Bronfragment:
★ ★ ★

Was het vrijwillig? Nee natuurlijk niet. Het was de huisarts die zei: “Rebecca dit gaan we nu doen. Dit heeft al te lang geduurd, laat haar opnemen en de artsen hun werk doen”. Ik voelde me zo wanhopig en dood- en doodmoe. Ik stemde huilend in.

Vasthouden of loslaten

Maar nu, wat moet ik nu? Mijn dochter ligt in Almelo en ik ben hier in de Lidl in Hengelo. Het winkelwagentje bevat weliswaar enkele producten, maar het vult zich niet met de maxi cosi. Ik wil hier niet zijn. Ik voel het in al mijn vezels. Ontredderd stuur ik de wagen richting de kassa. Ik moet hier weg en zo snel mogelijk met de auto richting Almelo.

Een baby hoort bij haar moeder.

Is dit het dan denk ik, terwijl ik eindelijk de afstand tussen mij en mijn dochter verklein. Moet ik loslaten? Loslaten van mijn visie. Loslaten van mijn angst dat ze onveilig hecht. Loslaten om koste wat het kost bij haar te zijn. Kan ik dat? Wil ik dat? Het liefste haal ik haar op en neem ik haar mee naar huis. Een baby hoort bij haar moeder.

★ ★ ★

Gegevensfragmenten:
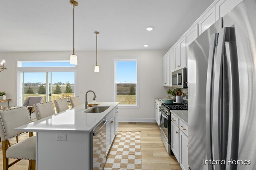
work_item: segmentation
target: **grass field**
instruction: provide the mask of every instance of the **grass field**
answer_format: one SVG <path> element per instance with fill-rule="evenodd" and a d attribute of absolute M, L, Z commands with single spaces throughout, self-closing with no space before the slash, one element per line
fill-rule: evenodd
<path fill-rule="evenodd" d="M 61 92 L 63 93 L 64 93 L 64 92 L 65 92 L 65 90 L 66 90 L 66 85 L 60 85 L 59 86 L 60 86 L 60 89 L 61 90 Z M 33 90 L 33 91 L 34 92 L 34 93 L 37 93 L 38 92 L 38 89 L 39 88 L 39 86 L 25 86 L 24 87 L 25 93 L 26 93 L 26 92 L 27 91 L 27 90 L 28 88 L 28 87 L 30 87 L 32 88 L 32 90 Z M 53 92 L 54 90 L 55 90 L 55 88 L 56 88 L 55 85 L 52 85 Z M 75 88 L 73 84 L 71 84 L 71 89 L 72 89 L 72 90 L 73 91 L 73 92 L 74 91 L 74 88 Z M 38 94 L 37 95 L 35 95 L 35 94 L 34 94 L 33 96 L 38 96 L 40 95 L 40 94 Z"/>
<path fill-rule="evenodd" d="M 117 102 L 119 104 L 136 104 L 136 95 L 116 95 Z"/>

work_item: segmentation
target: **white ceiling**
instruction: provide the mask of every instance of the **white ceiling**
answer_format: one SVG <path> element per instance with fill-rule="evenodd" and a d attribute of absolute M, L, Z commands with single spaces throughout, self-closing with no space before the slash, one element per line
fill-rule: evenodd
<path fill-rule="evenodd" d="M 75 49 L 168 49 L 213 0 L 78 0 Z M 0 52 L 70 51 L 68 0 L 9 0 L 0 6 Z M 148 31 L 145 28 L 153 26 Z M 145 48 L 144 44 L 149 45 Z"/>

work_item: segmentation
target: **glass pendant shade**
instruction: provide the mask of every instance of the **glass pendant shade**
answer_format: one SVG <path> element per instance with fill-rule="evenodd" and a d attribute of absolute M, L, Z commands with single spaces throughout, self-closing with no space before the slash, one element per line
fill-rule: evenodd
<path fill-rule="evenodd" d="M 70 64 L 77 65 L 77 57 L 74 54 L 70 55 Z"/>
<path fill-rule="evenodd" d="M 94 72 L 100 72 L 100 68 L 98 66 L 95 66 L 94 67 Z"/>

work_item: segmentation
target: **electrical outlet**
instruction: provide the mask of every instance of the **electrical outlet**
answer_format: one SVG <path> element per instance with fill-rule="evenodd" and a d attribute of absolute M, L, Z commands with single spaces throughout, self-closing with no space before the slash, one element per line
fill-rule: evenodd
<path fill-rule="evenodd" d="M 67 135 L 66 134 L 57 134 L 56 135 L 56 140 L 57 141 L 66 141 Z"/>

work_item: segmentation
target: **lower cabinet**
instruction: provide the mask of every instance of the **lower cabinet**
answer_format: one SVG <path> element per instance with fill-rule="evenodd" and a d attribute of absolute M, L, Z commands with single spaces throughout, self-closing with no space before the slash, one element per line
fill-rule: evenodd
<path fill-rule="evenodd" d="M 180 165 L 183 170 L 188 168 L 188 137 L 180 131 Z"/>
<path fill-rule="evenodd" d="M 118 127 L 118 106 L 106 116 L 106 145 L 107 154 Z"/>
<path fill-rule="evenodd" d="M 171 132 L 171 149 L 173 153 L 174 154 L 175 157 L 177 158 L 177 160 L 180 163 L 179 159 L 179 133 L 180 130 L 172 121 L 171 123 L 171 129 L 172 131 Z"/>
<path fill-rule="evenodd" d="M 106 125 L 106 148 L 107 150 L 107 153 L 110 147 L 110 123 L 109 121 Z"/>
<path fill-rule="evenodd" d="M 115 135 L 116 135 L 117 130 L 118 129 L 118 107 L 117 110 L 116 110 L 115 113 Z"/>
<path fill-rule="evenodd" d="M 115 138 L 115 115 L 113 115 L 111 118 L 110 121 L 110 141 L 112 143 L 114 138 Z"/>
<path fill-rule="evenodd" d="M 188 169 L 188 125 L 174 114 L 172 114 L 171 116 L 171 149 L 182 169 L 187 170 Z"/>
<path fill-rule="evenodd" d="M 155 100 L 155 120 L 157 123 L 157 124 L 159 125 L 160 123 L 160 115 L 161 112 L 159 109 L 159 106 L 161 105 L 161 103 L 160 103 L 157 100 Z"/>

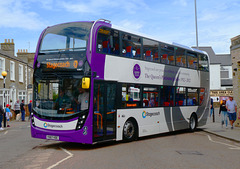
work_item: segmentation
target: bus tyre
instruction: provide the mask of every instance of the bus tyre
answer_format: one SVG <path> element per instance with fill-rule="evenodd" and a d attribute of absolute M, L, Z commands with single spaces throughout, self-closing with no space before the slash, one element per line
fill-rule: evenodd
<path fill-rule="evenodd" d="M 123 140 L 130 142 L 136 138 L 137 127 L 132 120 L 127 120 L 123 126 Z"/>
<path fill-rule="evenodd" d="M 189 129 L 190 131 L 195 131 L 197 128 L 197 116 L 192 114 L 189 120 Z"/>

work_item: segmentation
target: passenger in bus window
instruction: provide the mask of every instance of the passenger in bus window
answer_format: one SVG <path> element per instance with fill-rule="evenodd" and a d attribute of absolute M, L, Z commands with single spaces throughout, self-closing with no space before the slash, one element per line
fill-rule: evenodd
<path fill-rule="evenodd" d="M 115 46 L 114 46 L 114 49 L 113 49 L 113 53 L 115 54 L 115 55 L 119 55 L 119 44 L 115 44 Z"/>
<path fill-rule="evenodd" d="M 56 99 L 54 103 L 54 109 L 60 109 L 66 107 L 68 104 L 70 104 L 69 97 L 65 94 L 65 90 L 60 89 L 59 96 Z"/>
<path fill-rule="evenodd" d="M 197 105 L 197 100 L 196 100 L 195 97 L 194 97 L 193 100 L 192 100 L 192 105 Z"/>
<path fill-rule="evenodd" d="M 126 57 L 132 58 L 133 54 L 132 54 L 132 46 L 127 46 L 126 47 Z"/>
<path fill-rule="evenodd" d="M 110 53 L 110 46 L 107 40 L 102 42 L 102 46 L 103 46 L 103 53 Z"/>
<path fill-rule="evenodd" d="M 153 58 L 154 61 L 159 61 L 158 52 L 155 52 Z"/>
<path fill-rule="evenodd" d="M 88 109 L 88 101 L 89 101 L 89 92 L 82 87 L 79 88 L 79 96 L 78 96 L 78 104 L 80 105 L 80 110 Z"/>
<path fill-rule="evenodd" d="M 162 59 L 161 59 L 161 62 L 164 63 L 164 64 L 169 64 L 169 61 L 168 61 L 168 55 L 167 54 L 163 54 L 162 55 Z"/>
<path fill-rule="evenodd" d="M 147 50 L 145 53 L 146 60 L 152 61 L 152 52 L 151 50 Z"/>

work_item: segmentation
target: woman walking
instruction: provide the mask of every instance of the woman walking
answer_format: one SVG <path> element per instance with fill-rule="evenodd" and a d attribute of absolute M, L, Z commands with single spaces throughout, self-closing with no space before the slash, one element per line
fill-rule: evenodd
<path fill-rule="evenodd" d="M 221 119 L 222 119 L 222 127 L 224 125 L 226 125 L 226 129 L 228 128 L 228 119 L 227 119 L 227 108 L 226 108 L 226 99 L 223 98 L 222 100 L 222 104 L 220 105 L 220 109 L 219 109 L 219 116 L 221 115 Z"/>

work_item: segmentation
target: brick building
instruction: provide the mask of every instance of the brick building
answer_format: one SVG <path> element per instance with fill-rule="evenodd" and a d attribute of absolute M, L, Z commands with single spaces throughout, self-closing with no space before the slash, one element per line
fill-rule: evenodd
<path fill-rule="evenodd" d="M 238 117 L 240 117 L 240 35 L 231 39 L 231 55 L 233 70 L 233 97 L 238 105 Z M 236 126 L 240 127 L 240 119 L 238 118 Z"/>
<path fill-rule="evenodd" d="M 18 50 L 15 53 L 13 39 L 0 44 L 0 73 L 7 71 L 5 81 L 5 103 L 14 104 L 17 99 L 28 103 L 32 99 L 32 74 L 34 53 Z M 0 104 L 4 103 L 3 77 L 0 75 Z"/>

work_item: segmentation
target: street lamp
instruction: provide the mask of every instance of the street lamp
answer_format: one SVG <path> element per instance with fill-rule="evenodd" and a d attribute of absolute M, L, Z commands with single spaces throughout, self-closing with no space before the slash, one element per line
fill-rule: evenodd
<path fill-rule="evenodd" d="M 6 108 L 6 103 L 5 103 L 5 79 L 7 76 L 6 71 L 2 71 L 2 76 L 3 76 L 3 100 L 4 100 L 4 113 L 3 113 L 3 126 L 6 127 L 6 114 L 5 114 L 5 108 Z"/>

★ ★ ★

Taakvereisten:
1. Geef bij elk van de volgende uitspraken aan of ze overeenkomen met het bronfragment. Antwoord per uitspraak met ja of nee en citeer letterlijk de woorden uit het bronfragment die de doorslag geven. (a) De huisarts wilde dat de dochter werd opgenomen. (b) De ik-persoon staat in een supermarkt in Almelo. (c) De ik-persoon stemde zonder tranen in.
2. Schrijf een vervolg op het bronfragment over de opname van de dochter, te beginnen na de laatste zin.

Geschreven antwoorden:
1.
(a) Ja: "laat haar opnemen en de artsen hun werk doen".
(b) Nee: "ik ben hier in de Lidl in Hengelo".
(c) Nee: "Ik stemde huilend in."

2.
Experts

Ik zie dat kleine meisje voor mij in dat babybedje in die grote steriele ziekenhuiskamer en begin opnieuw te snikken. Ik heb het gevoel dat ik mijn verstand verlies. Dat ik mijn haren uit mijn hoofd ga trekken van verdriet. Als ik er nu op kon vertrouwen dat de artsen mij serieus nemen en werkelijk koemelkallergie als ware oorzaak van haar reflux gaan onderzoeken, dan kan ik nog enigszins vrede hebben met de situatie. Maar dat vertrouwen is er niet. Zeker niet sinds ze mij de laatste keer een slaapplan als redmiddel hebben voorgeschoteld.

In de avond word ik door de pedagogisch medewerker aangesproken. “Het lijkt me beter om naar huis te gaan en je rust te pakken. We doen dit immers ook om de ouders te ontlasten”, zegt ze met enige dwang in haar stem. Ik vertel haar dat ik zoveel mogelijk bij mijn dochter wil zijn en dat ik toch echt niet in staat ben om te rusten thuis. Sterker nog ik trek mijn haren uit mijn hoofd. De blik van de pedagogisch medewerker spreekt boekdelen. Of ik misschien met een maatschappelijk werker wil praten?! Steeds meer ervaar ik dat onze opvattingen van elkaar verschillen en ik voel mij erg alleen in het grote ziekenhuis.

Ze benadrukt nog wel dat ik een moeder ben met wel erg veel moedergevoel.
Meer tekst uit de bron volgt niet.